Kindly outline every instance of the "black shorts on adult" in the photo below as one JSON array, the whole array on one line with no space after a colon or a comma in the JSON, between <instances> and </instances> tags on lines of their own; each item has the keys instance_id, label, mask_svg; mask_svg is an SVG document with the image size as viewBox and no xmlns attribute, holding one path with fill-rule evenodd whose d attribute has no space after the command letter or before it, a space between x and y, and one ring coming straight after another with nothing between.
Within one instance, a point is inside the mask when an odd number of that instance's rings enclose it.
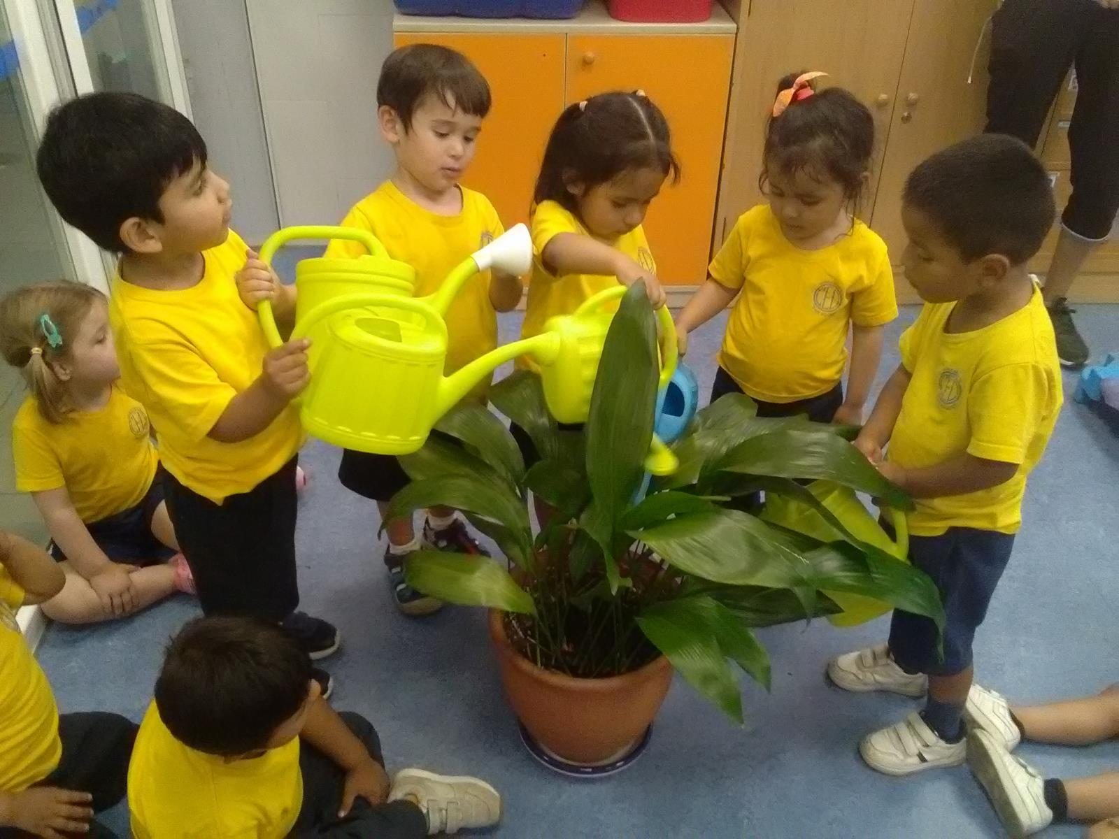
<instances>
[{"instance_id":1,"label":"black shorts on adult","mask_svg":"<svg viewBox=\"0 0 1119 839\"><path fill-rule=\"evenodd\" d=\"M937 651L937 624L894 610L890 651L904 670L955 676L971 666L971 643L987 616L1014 548L1013 534L952 527L940 536L910 536L910 562L937 585L944 604L944 658Z\"/></svg>"},{"instance_id":2,"label":"black shorts on adult","mask_svg":"<svg viewBox=\"0 0 1119 839\"><path fill-rule=\"evenodd\" d=\"M162 469L156 472L156 478L139 503L86 525L97 547L114 563L159 565L175 556L175 548L167 547L151 532L151 519L163 503L162 472ZM66 559L63 549L55 543L50 543L50 555L58 562Z\"/></svg>"},{"instance_id":3,"label":"black shorts on adult","mask_svg":"<svg viewBox=\"0 0 1119 839\"><path fill-rule=\"evenodd\" d=\"M167 511L206 614L282 621L299 605L295 464L222 503L166 473Z\"/></svg>"}]
</instances>

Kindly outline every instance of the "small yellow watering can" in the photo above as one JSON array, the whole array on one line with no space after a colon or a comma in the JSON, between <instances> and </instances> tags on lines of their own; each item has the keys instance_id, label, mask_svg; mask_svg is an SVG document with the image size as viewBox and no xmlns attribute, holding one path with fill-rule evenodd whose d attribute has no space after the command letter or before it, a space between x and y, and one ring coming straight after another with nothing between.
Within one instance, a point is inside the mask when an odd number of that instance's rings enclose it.
<instances>
[{"instance_id":1,"label":"small yellow watering can","mask_svg":"<svg viewBox=\"0 0 1119 839\"><path fill-rule=\"evenodd\" d=\"M904 512L888 507L883 508L883 515L890 520L895 534L895 538L892 539L875 521L863 502L858 500L858 496L847 487L831 481L814 481L808 486L808 491L816 496L816 499L839 519L839 522L856 539L881 548L899 562L909 562L909 530L905 526ZM845 540L844 535L815 508L773 493L767 494L765 509L761 518L821 541ZM828 616L835 626L855 626L859 623L866 623L884 615L892 609L880 600L862 594L824 593L843 609L843 612Z\"/></svg>"}]
</instances>

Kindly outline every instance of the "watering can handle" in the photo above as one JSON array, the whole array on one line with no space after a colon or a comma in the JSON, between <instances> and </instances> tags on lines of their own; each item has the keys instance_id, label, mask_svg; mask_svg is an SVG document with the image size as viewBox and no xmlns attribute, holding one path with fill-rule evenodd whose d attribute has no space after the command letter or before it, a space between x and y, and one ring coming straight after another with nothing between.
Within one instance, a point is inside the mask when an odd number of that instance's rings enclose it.
<instances>
[{"instance_id":1,"label":"watering can handle","mask_svg":"<svg viewBox=\"0 0 1119 839\"><path fill-rule=\"evenodd\" d=\"M627 289L624 285L604 289L598 294L592 294L584 300L579 309L575 310L574 314L586 314L608 301L626 296L626 292ZM676 373L676 362L679 360L679 349L676 346L676 324L673 322L673 315L669 313L668 307L660 307L656 314L657 320L660 321L660 328L665 333L665 342L662 345L664 358L660 364L660 380L657 383L657 388L660 389L668 386L668 383L673 378L673 374Z\"/></svg>"},{"instance_id":2,"label":"watering can handle","mask_svg":"<svg viewBox=\"0 0 1119 839\"><path fill-rule=\"evenodd\" d=\"M361 230L356 227L330 227L327 225L303 225L298 227L284 227L269 236L261 245L261 262L272 265L272 257L275 256L283 245L294 239L350 239L360 242L370 255L387 260L388 252L380 241L369 230ZM276 329L275 315L272 313L272 302L262 300L256 305L256 314L261 320L261 328L269 343L279 347L283 343L280 330Z\"/></svg>"}]
</instances>

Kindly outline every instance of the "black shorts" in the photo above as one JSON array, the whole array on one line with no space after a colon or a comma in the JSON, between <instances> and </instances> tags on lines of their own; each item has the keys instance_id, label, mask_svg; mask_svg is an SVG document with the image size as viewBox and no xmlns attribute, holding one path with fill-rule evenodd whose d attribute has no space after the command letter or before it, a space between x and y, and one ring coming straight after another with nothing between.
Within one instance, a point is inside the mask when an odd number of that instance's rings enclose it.
<instances>
[{"instance_id":1,"label":"black shorts","mask_svg":"<svg viewBox=\"0 0 1119 839\"><path fill-rule=\"evenodd\" d=\"M86 529L97 547L114 563L141 566L166 563L177 552L151 532L152 517L161 503L163 503L162 468L156 472L156 478L139 503L100 521L88 522ZM66 560L62 548L53 541L50 555L60 563Z\"/></svg>"}]
</instances>

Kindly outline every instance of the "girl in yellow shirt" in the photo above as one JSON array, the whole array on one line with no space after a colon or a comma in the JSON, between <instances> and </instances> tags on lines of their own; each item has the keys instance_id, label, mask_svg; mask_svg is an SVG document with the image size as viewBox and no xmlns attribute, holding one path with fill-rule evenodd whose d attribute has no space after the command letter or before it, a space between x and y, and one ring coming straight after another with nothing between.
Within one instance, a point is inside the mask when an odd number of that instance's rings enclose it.
<instances>
[{"instance_id":1,"label":"girl in yellow shirt","mask_svg":"<svg viewBox=\"0 0 1119 839\"><path fill-rule=\"evenodd\" d=\"M874 119L850 93L816 93L822 73L787 76L770 119L762 173L769 204L743 214L677 318L688 333L737 296L711 399L745 393L759 416L807 414L861 424L897 317L885 243L855 218L874 151ZM844 395L850 334L850 370Z\"/></svg>"},{"instance_id":2,"label":"girl in yellow shirt","mask_svg":"<svg viewBox=\"0 0 1119 839\"><path fill-rule=\"evenodd\" d=\"M148 414L117 384L105 296L78 283L19 289L0 301L0 348L30 390L12 422L16 487L66 572L44 612L91 623L192 593Z\"/></svg>"}]
</instances>

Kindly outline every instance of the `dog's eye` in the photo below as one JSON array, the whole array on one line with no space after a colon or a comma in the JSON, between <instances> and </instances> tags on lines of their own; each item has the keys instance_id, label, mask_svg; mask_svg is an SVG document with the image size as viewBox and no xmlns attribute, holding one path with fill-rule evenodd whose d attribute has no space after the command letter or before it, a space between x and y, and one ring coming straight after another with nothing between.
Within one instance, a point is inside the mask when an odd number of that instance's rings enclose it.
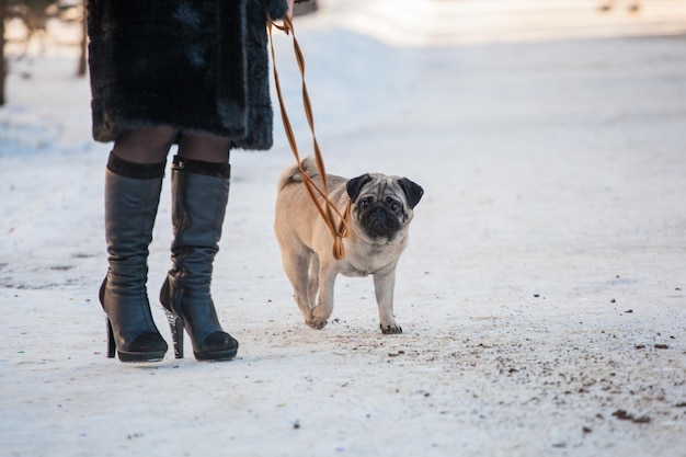
<instances>
[{"instance_id":1,"label":"dog's eye","mask_svg":"<svg viewBox=\"0 0 686 457\"><path fill-rule=\"evenodd\" d=\"M390 197L386 198L386 204L393 213L398 213L400 209L402 209L402 205L398 201L395 201Z\"/></svg>"}]
</instances>

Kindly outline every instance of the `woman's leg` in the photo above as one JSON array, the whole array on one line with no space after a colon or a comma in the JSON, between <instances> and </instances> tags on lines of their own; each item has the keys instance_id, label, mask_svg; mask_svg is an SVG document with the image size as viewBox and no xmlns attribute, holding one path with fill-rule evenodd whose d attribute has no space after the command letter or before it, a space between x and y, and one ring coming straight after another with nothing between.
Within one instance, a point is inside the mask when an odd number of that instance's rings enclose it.
<instances>
[{"instance_id":1,"label":"woman's leg","mask_svg":"<svg viewBox=\"0 0 686 457\"><path fill-rule=\"evenodd\" d=\"M160 163L178 136L172 127L142 127L121 135L112 152L122 160L133 163Z\"/></svg>"},{"instance_id":2,"label":"woman's leg","mask_svg":"<svg viewBox=\"0 0 686 457\"><path fill-rule=\"evenodd\" d=\"M176 357L183 357L184 329L199 361L227 361L238 352L238 341L221 329L209 287L229 196L229 147L228 138L184 134L172 165L173 266L160 300Z\"/></svg>"},{"instance_id":3,"label":"woman's leg","mask_svg":"<svg viewBox=\"0 0 686 457\"><path fill-rule=\"evenodd\" d=\"M142 128L115 141L105 173L107 275L100 300L107 316L107 356L155 362L167 343L155 325L146 283L148 245L157 216L165 157L175 137L168 127Z\"/></svg>"}]
</instances>

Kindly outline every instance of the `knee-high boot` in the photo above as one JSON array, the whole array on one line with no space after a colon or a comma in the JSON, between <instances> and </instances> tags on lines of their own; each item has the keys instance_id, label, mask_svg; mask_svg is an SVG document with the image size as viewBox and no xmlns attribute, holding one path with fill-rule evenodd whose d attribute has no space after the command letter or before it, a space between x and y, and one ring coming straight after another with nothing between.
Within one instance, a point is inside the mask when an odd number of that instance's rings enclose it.
<instances>
[{"instance_id":1,"label":"knee-high boot","mask_svg":"<svg viewBox=\"0 0 686 457\"><path fill-rule=\"evenodd\" d=\"M107 356L122 362L157 362L167 343L146 292L148 245L160 201L164 163L138 164L110 155L105 175L107 275L100 302L107 316Z\"/></svg>"},{"instance_id":2,"label":"knee-high boot","mask_svg":"<svg viewBox=\"0 0 686 457\"><path fill-rule=\"evenodd\" d=\"M238 341L221 330L210 295L213 262L229 197L228 163L174 158L172 167L172 263L160 292L176 358L183 357L183 329L198 361L227 361Z\"/></svg>"}]
</instances>

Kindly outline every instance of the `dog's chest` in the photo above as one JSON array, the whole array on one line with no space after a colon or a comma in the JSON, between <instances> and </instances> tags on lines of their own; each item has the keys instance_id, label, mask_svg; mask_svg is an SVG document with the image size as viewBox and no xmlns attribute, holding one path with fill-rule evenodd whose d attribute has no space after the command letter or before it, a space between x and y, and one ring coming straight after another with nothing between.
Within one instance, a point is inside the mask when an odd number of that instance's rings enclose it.
<instances>
[{"instance_id":1,"label":"dog's chest","mask_svg":"<svg viewBox=\"0 0 686 457\"><path fill-rule=\"evenodd\" d=\"M354 252L346 255L342 261L339 273L344 276L368 276L379 272L386 272L395 267L398 261L399 252L396 247L390 249L364 250L363 252Z\"/></svg>"}]
</instances>

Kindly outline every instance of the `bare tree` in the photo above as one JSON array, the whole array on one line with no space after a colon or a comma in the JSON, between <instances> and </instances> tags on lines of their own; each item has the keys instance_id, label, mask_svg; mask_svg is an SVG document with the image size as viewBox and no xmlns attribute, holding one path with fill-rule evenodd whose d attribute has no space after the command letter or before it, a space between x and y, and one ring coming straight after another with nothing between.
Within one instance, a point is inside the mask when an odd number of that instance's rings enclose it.
<instances>
[{"instance_id":1,"label":"bare tree","mask_svg":"<svg viewBox=\"0 0 686 457\"><path fill-rule=\"evenodd\" d=\"M9 0L0 0L0 106L4 105L4 77L8 73L4 60L4 19L9 11Z\"/></svg>"},{"instance_id":2,"label":"bare tree","mask_svg":"<svg viewBox=\"0 0 686 457\"><path fill-rule=\"evenodd\" d=\"M88 23L87 11L88 0L83 0L81 4L81 54L79 55L79 68L77 69L77 76L85 76L85 69L88 64Z\"/></svg>"}]
</instances>

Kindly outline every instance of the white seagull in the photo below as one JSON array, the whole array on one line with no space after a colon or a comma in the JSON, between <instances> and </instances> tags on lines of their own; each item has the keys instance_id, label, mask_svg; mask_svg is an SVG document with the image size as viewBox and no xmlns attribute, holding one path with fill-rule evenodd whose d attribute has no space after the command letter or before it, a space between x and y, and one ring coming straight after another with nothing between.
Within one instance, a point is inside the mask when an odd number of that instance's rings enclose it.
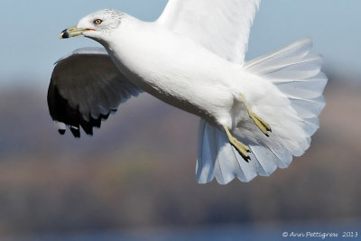
<instances>
[{"instance_id":1,"label":"white seagull","mask_svg":"<svg viewBox=\"0 0 361 241\"><path fill-rule=\"evenodd\" d=\"M102 10L64 30L105 48L60 59L48 91L60 134L92 134L118 105L145 91L200 117L197 181L249 181L286 168L319 127L327 83L322 58L300 40L245 62L260 0L169 0L143 22Z\"/></svg>"}]
</instances>

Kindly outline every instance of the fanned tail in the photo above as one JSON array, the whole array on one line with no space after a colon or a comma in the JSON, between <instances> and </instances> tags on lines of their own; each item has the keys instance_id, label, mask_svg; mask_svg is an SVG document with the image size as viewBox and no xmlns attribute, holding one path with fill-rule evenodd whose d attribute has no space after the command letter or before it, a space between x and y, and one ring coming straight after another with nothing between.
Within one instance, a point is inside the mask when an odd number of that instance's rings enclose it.
<instances>
[{"instance_id":1,"label":"fanned tail","mask_svg":"<svg viewBox=\"0 0 361 241\"><path fill-rule=\"evenodd\" d=\"M288 128L279 126L277 130L275 126L270 138L260 136L259 142L240 138L250 148L249 162L229 144L223 130L201 119L197 162L199 183L214 178L227 184L235 178L249 181L257 175L269 176L277 167L288 167L292 156L300 156L309 148L310 136L319 128L318 116L325 106L322 92L327 83L320 71L322 58L310 54L311 45L310 39L302 39L245 64L247 71L273 83L287 97L295 115L284 116ZM293 134L287 139L287 132L292 128L297 138Z\"/></svg>"}]
</instances>

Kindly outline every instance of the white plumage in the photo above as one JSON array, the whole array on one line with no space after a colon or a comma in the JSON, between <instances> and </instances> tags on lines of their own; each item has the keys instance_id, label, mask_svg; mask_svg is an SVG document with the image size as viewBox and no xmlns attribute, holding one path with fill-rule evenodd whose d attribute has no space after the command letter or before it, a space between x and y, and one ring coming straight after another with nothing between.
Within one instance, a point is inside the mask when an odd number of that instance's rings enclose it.
<instances>
[{"instance_id":1,"label":"white plumage","mask_svg":"<svg viewBox=\"0 0 361 241\"><path fill-rule=\"evenodd\" d=\"M154 23L105 10L86 16L77 33L66 31L62 37L82 34L99 42L129 82L201 117L199 183L214 178L221 184L235 178L249 181L288 167L292 156L310 146L327 82L321 58L310 54L310 39L245 62L259 3L171 0ZM272 127L269 136L250 118L245 99ZM249 162L229 143L223 126L249 147Z\"/></svg>"}]
</instances>

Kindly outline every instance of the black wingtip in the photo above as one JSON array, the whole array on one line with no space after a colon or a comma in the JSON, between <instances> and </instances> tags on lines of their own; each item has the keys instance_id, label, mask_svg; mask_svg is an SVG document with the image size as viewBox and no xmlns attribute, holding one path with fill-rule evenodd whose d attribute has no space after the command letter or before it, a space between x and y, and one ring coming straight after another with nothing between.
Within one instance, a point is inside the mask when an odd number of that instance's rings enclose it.
<instances>
[{"instance_id":1,"label":"black wingtip","mask_svg":"<svg viewBox=\"0 0 361 241\"><path fill-rule=\"evenodd\" d=\"M76 128L71 128L70 127L70 131L73 134L75 138L80 138L80 129L76 129Z\"/></svg>"},{"instance_id":2,"label":"black wingtip","mask_svg":"<svg viewBox=\"0 0 361 241\"><path fill-rule=\"evenodd\" d=\"M65 131L66 130L64 130L64 129L59 129L58 130L59 134L61 134L61 135L63 135L65 134Z\"/></svg>"}]
</instances>

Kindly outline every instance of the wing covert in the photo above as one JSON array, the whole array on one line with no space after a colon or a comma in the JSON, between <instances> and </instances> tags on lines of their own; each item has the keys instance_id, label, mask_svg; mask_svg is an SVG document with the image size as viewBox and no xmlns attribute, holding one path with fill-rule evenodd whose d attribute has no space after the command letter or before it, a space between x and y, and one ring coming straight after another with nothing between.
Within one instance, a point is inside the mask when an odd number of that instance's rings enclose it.
<instances>
[{"instance_id":1,"label":"wing covert","mask_svg":"<svg viewBox=\"0 0 361 241\"><path fill-rule=\"evenodd\" d=\"M63 134L75 137L80 126L88 134L116 111L120 103L141 90L115 66L103 48L83 48L57 61L48 89L51 118Z\"/></svg>"},{"instance_id":2,"label":"wing covert","mask_svg":"<svg viewBox=\"0 0 361 241\"><path fill-rule=\"evenodd\" d=\"M243 64L261 0L169 0L160 24L220 57Z\"/></svg>"}]
</instances>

------------------------------------------------------------------------

*THE REQUEST*: Begin with the line containing "Kindly outline every instance of the wing" and repeat each line exactly until the records above end.

*OUTPUT OF THE TASK*:
Kindly outline every instance of the wing covert in the photo above as one JSON array, the whole array on one line with no space after a colon or a comma in the JSON, between <instances> and </instances> tags on lines of their own; each item has the keys instance_id, label, mask_svg; mask_svg is an SVG document with the image size as viewBox and no xmlns attribute, holding one path with fill-rule evenodd whose d attribute has no space after the command letter or before it, a space between x and y, and one ring coming straight after another with nothing between.
Within one instance, a point is inside the mask when an odd number of that instance's rings enclose it.
<instances>
[{"instance_id":1,"label":"wing covert","mask_svg":"<svg viewBox=\"0 0 361 241\"><path fill-rule=\"evenodd\" d=\"M63 134L75 137L80 126L88 134L116 111L120 103L141 90L115 66L103 48L83 48L57 61L48 89L51 118Z\"/></svg>"},{"instance_id":2,"label":"wing covert","mask_svg":"<svg viewBox=\"0 0 361 241\"><path fill-rule=\"evenodd\" d=\"M243 64L261 0L169 0L160 24L220 57Z\"/></svg>"}]
</instances>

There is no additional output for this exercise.